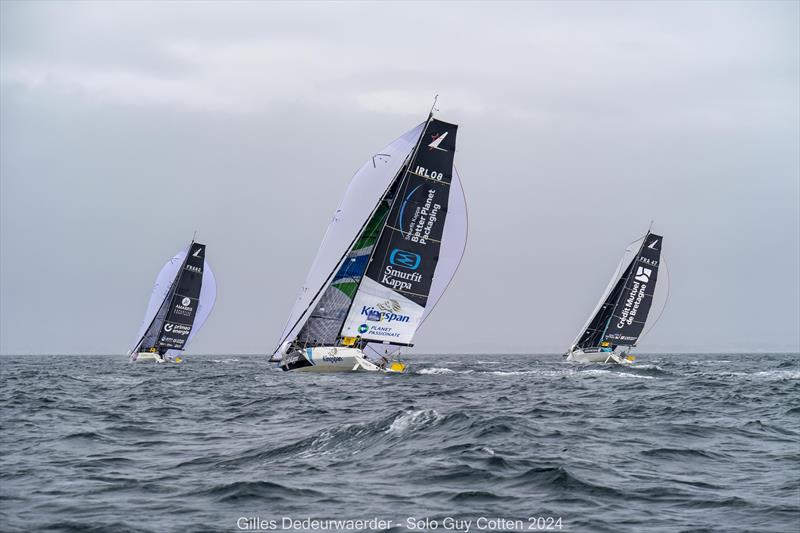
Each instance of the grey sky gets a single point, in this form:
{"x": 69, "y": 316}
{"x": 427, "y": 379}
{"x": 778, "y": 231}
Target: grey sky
====================
__Exercise aim__.
Format the records above as a Markdown table with the columns Row and Line, numbering each line and skipping blank ones. Leave the pictures out of the answer.

__Response to the task__.
| Row | Line |
|---|---|
| 1 | Each instance of the grey sky gets a single point, in this form: |
| 2 | {"x": 69, "y": 316} |
| 3 | {"x": 427, "y": 379} |
| 4 | {"x": 778, "y": 231} |
| 5 | Target: grey sky |